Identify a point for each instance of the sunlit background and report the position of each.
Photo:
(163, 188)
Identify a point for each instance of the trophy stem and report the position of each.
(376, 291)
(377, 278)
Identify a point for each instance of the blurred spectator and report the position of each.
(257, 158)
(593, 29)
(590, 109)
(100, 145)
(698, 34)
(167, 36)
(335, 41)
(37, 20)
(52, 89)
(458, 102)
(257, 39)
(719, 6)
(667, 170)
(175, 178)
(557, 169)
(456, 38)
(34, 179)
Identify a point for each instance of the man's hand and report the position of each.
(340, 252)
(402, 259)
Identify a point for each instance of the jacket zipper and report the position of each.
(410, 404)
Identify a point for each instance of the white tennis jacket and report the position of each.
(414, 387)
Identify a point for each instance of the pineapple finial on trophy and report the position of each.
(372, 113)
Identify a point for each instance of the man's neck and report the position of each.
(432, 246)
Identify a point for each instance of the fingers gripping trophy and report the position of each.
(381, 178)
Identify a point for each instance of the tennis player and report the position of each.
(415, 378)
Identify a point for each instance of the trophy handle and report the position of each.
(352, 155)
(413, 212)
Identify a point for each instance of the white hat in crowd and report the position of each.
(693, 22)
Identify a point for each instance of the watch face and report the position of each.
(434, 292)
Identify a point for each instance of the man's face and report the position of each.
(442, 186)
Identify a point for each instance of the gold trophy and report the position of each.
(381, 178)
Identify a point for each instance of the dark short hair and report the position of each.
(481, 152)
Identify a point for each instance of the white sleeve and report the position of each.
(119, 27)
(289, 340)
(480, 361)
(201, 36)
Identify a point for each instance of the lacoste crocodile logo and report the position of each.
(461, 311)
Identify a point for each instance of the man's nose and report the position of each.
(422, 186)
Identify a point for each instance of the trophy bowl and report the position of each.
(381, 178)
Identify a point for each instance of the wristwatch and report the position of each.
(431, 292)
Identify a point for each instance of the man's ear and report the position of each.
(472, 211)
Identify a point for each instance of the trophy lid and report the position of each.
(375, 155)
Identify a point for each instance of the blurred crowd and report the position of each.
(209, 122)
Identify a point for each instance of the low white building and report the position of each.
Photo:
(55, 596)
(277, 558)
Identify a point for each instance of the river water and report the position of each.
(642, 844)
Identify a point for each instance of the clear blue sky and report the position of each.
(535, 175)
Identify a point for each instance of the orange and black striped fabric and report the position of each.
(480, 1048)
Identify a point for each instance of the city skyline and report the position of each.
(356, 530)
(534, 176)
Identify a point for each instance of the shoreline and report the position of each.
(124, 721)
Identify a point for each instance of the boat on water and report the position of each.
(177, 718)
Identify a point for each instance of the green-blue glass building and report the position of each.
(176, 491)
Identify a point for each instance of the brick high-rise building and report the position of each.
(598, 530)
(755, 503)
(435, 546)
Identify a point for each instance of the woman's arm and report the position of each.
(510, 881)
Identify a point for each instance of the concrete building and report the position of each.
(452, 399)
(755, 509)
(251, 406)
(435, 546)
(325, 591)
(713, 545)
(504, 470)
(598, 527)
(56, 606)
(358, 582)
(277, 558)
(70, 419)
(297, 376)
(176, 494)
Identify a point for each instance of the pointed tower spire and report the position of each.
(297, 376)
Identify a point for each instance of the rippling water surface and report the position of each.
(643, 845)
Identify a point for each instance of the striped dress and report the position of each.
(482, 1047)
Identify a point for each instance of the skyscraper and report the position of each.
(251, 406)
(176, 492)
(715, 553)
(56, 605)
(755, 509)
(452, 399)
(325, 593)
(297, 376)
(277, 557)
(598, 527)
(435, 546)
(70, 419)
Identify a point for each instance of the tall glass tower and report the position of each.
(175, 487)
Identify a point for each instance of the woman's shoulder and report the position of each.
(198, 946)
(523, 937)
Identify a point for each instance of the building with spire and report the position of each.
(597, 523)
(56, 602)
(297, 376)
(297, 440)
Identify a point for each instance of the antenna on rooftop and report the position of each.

[WHAT THE TASK REQUIRES] Edit the records above by replacing each "Identify" with "Locate", leaving every other part unchanged.

[ANSWER FOR THIS EXERCISE]
Locate a point for each instance of the sunlit background and report the position of each.
Photo:
(163, 188)
Locate a point for each instance of the trophy stem and report the position of each.
(376, 291)
(377, 278)
Locate a point for each instance of the blurred spectator and report the position of each.
(257, 158)
(593, 29)
(590, 109)
(100, 145)
(698, 34)
(167, 36)
(335, 41)
(37, 20)
(52, 89)
(458, 102)
(257, 39)
(719, 6)
(667, 170)
(175, 178)
(557, 169)
(456, 38)
(34, 179)
Locate a point for each instance of the man's hand and report the position of each.
(340, 252)
(402, 259)
Locate a point for each instance of the jacket zipper and report the position of each.
(410, 404)
Locate a point for each instance of the white tennis jacket and report the position of each.
(414, 387)
Locate a point for each instance of the pineapple finial on trophy and report the position of each.
(372, 113)
Locate a point for each instance of the man's neck and report the position of each.
(432, 246)
Locate a point for each instance of the fingers gripping trophy and report the position of each.
(381, 178)
Locate a point for each instance of the tennis player and report the position of each.
(415, 378)
Locate a point for each instance of the trophy handle and report the position of each.
(352, 155)
(413, 212)
Locate a point for each instance of the white hat in crowd and report the position of each.
(693, 22)
Locate a point for each instance of the watch face and report the position of each.
(434, 292)
Locate a point for each instance of the man's face and report the position of each.
(442, 186)
Locate a point for each instance of the gold trophy and report the position of each.
(381, 178)
Locate a point for each instance of the dark short hair and report the position of each.
(481, 152)
Locate a point for each instance of the white sleeve and report the position of each.
(119, 27)
(289, 340)
(480, 361)
(201, 36)
Locate a point for each instance of the lacoste crocodile logo and report the position of each.
(461, 311)
Locate a point for each instance of the man's nose and report the position of each.
(422, 186)
Locate a point for each instance of the trophy bowl and report the position of each.
(381, 178)
Locate a point for each instance of the wristwatch and report the position of each.
(431, 292)
Locate a point for each instance of the man's ear and report the position of each.
(472, 211)
Locate a point for each instance of the trophy lid and report the position of each.
(375, 155)
Locate a point for each instance of the blurred crowd and report the position of each.
(209, 122)
Locate a point for each instance of the low white building and report the position of each.
Photo:
(55, 596)
(277, 558)
Locate a point for each instance of the river water and report the position of each.
(642, 844)
Locate a point for each instance of the clear blue sky and report the position of each.
(535, 175)
Locate a point for each instance of the orange and black striped fabric and report the position of each.
(480, 1048)
Locate a point for each instance of the city skyline and report the position of each.
(356, 530)
(534, 176)
Locate a point for each instance of the shoreline and report the position of each.
(124, 721)
Locate a point for each instance of the boat on water and report the position of each.
(177, 718)
Locate a point for each instance of the green-blue glass building and report the position of each.
(176, 491)
Locate a point for each instance of the brick high-rise building and report the position of each.
(598, 530)
(755, 503)
(435, 546)
Locate a point for each instance of the woman's arm and report the position of each.
(510, 881)
Locate a point for each instance of the concrete building and report the position of each.
(452, 399)
(755, 509)
(251, 406)
(435, 546)
(325, 591)
(713, 545)
(504, 470)
(598, 527)
(56, 606)
(358, 582)
(277, 558)
(70, 419)
(297, 376)
(176, 494)
Locate a point for each instance of the pointed tower spire and report the position of each.
(297, 376)
Locate a point for each instance of the rippling water surface and report the position of each.
(643, 845)
Locate a point for each instance of the striped dress and report the position of each.
(482, 1047)
Locate a point for each instance of the skyscraper and report the position of each.
(251, 406)
(176, 492)
(715, 553)
(56, 605)
(755, 509)
(452, 399)
(325, 593)
(297, 376)
(277, 557)
(598, 527)
(435, 546)
(70, 419)
Locate a point for each instance of the tall glass tower and report the position of each.
(175, 487)
Locate a point for each instance of the woman's shoulder and report the position of each.
(198, 946)
(523, 937)
Locate a point for each instance of the building with spire and report the position of each.
(597, 523)
(56, 602)
(297, 376)
(297, 440)
Locate a point for each instance of the antenna on rooftop and report the position of each.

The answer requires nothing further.